- [Aim of the task]: Copy every one of the items below word for word, leaving out the pictures.

─── Data listing ───

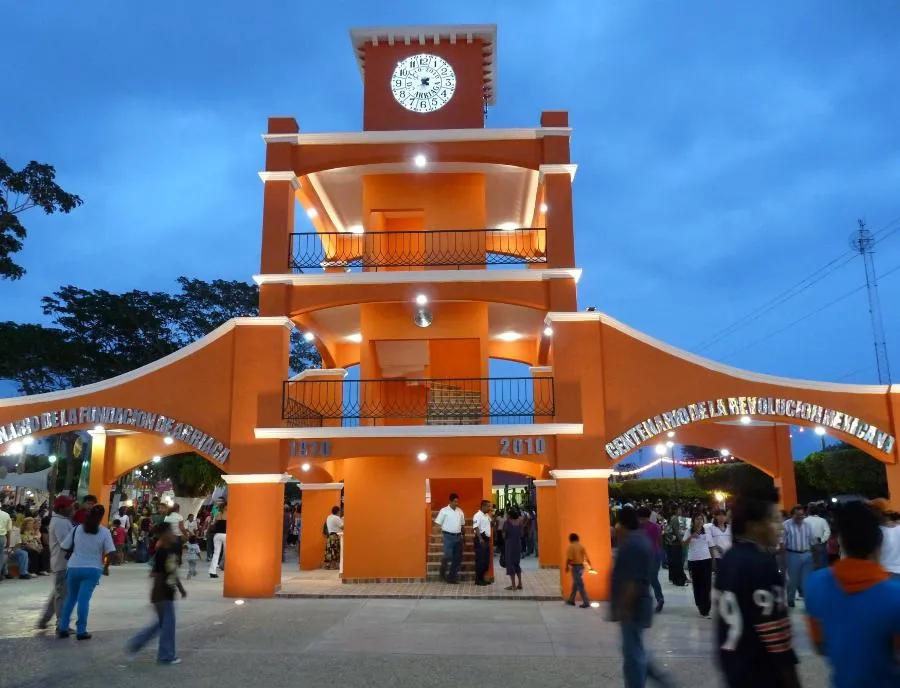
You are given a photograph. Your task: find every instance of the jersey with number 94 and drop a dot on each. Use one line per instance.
(754, 630)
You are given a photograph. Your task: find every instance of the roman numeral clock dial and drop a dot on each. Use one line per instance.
(423, 82)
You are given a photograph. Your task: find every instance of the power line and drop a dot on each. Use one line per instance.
(809, 315)
(795, 290)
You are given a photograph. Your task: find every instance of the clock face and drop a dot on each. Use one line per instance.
(423, 82)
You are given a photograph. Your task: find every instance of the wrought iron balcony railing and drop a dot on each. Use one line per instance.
(401, 401)
(456, 248)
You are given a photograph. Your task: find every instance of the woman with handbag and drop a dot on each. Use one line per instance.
(88, 546)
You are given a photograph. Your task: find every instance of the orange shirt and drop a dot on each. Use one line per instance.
(576, 554)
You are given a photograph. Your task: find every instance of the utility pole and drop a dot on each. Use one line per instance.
(863, 242)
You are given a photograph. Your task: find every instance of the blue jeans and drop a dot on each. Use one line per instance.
(637, 665)
(165, 626)
(452, 555)
(578, 584)
(799, 566)
(80, 584)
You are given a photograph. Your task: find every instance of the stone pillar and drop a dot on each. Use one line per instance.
(548, 524)
(785, 478)
(582, 497)
(253, 544)
(317, 502)
(102, 452)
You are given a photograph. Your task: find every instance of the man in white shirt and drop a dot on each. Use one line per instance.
(821, 532)
(481, 525)
(451, 521)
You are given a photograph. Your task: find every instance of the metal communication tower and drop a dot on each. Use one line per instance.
(863, 242)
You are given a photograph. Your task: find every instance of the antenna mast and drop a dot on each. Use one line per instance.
(863, 243)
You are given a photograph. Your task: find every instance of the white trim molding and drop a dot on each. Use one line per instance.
(575, 316)
(413, 431)
(581, 473)
(560, 168)
(280, 176)
(417, 136)
(321, 486)
(256, 478)
(164, 362)
(418, 277)
(319, 372)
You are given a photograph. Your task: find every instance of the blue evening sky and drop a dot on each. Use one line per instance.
(725, 149)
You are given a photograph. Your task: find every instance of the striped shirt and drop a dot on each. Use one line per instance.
(797, 538)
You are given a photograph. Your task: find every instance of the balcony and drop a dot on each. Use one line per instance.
(401, 401)
(458, 249)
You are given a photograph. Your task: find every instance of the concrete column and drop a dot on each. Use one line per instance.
(582, 498)
(254, 536)
(318, 500)
(548, 524)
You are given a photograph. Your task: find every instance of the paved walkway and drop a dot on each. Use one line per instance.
(345, 643)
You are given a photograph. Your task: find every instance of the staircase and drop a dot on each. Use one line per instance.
(436, 551)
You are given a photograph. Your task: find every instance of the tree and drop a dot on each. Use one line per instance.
(34, 186)
(97, 334)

───

- [Worked solution]:
You are given a photograph. Your task: find every instance of the jersey with number 94 and drop a dot on each. Use one line per instance.
(754, 630)
You are given a photograph. Your task: find every instance of the roman numeral clock dial and drop a dot on each. Use one line per instance.
(423, 82)
You are given a photograph. Your task: find every instance of the power line and drop a dot on each. Use one line per instance.
(809, 315)
(795, 290)
You are given a photograph. Your task: find every instance of the clock face and drop a dot on each. Use one line per instance.
(423, 82)
You are given a photograph. Your task: find every instance of the wrought iron balcony railing and drop a dot on each. Use one line per instance.
(401, 401)
(456, 248)
You are given a photograph. Your task: find every instance of the woman with handbag and drop a dot on each. Use one line per instance.
(88, 546)
You are given a photograph. Your task: find every instance of the orange shirt and drop a dot on each. Use one line per instance.
(576, 554)
You are given a photograph. Your task: find every instance of the utility pole and drop a dot on each. Use one line per instance.
(863, 242)
You are given a photograph. Your task: find every instance of the blue jeans and drop a dot on each. Use one line per instance.
(637, 665)
(165, 626)
(452, 555)
(578, 584)
(799, 566)
(80, 584)
You are given a photograph. Your task: find every instance of the stone pillar and drop a dot on each. Use one line per instance.
(548, 524)
(785, 478)
(582, 497)
(253, 544)
(317, 502)
(102, 452)
You are given a photograph. Your task: find every instance of the man in white shirt and drop a dot on each. Use one line per instance.
(821, 532)
(481, 525)
(451, 521)
You are given a photograph. Your task: find every instance of the metal communication tower and drop a dot on each. Use one line per instance.
(863, 242)
You are given a photograph. Your task: find every instance of the antenna mast and drop a dot on each. Use one line per instance.
(863, 243)
You are given a photograph. Your task: find every instance of the white trim molding and drop a dot on each. Use one line per instance.
(575, 316)
(413, 431)
(581, 473)
(560, 168)
(280, 176)
(417, 136)
(321, 486)
(256, 478)
(164, 362)
(418, 277)
(319, 372)
You are given a photograph. Your task: find every instance of the blue evening sky and drop a dot on each. Use one line per instance.
(725, 149)
You are given a photograph. Your task: find every instance of the striped shirt and drop a dot on each. Use one line per instance.
(797, 538)
You are given a photograph. Your task: find every instance of the balcony and drop a dot on each. Use one line per instance.
(401, 401)
(458, 249)
You are given a photograph. Your task: find every instance of the concrete column and drop a dot on each. Use one line per instance.
(582, 498)
(254, 536)
(318, 500)
(548, 524)
You are given a photograph. Your task: find every instance of the paved walkway and drop a dot on each. Use one line per instance.
(345, 643)
You are given a photograph. Your task: find every instance of the staircase and drop a dot on each. Use one line per instance.
(436, 551)
You are given a photograph. Your task: find every instance of the tree and drop a dot on each. Use one line per instance.
(34, 186)
(97, 334)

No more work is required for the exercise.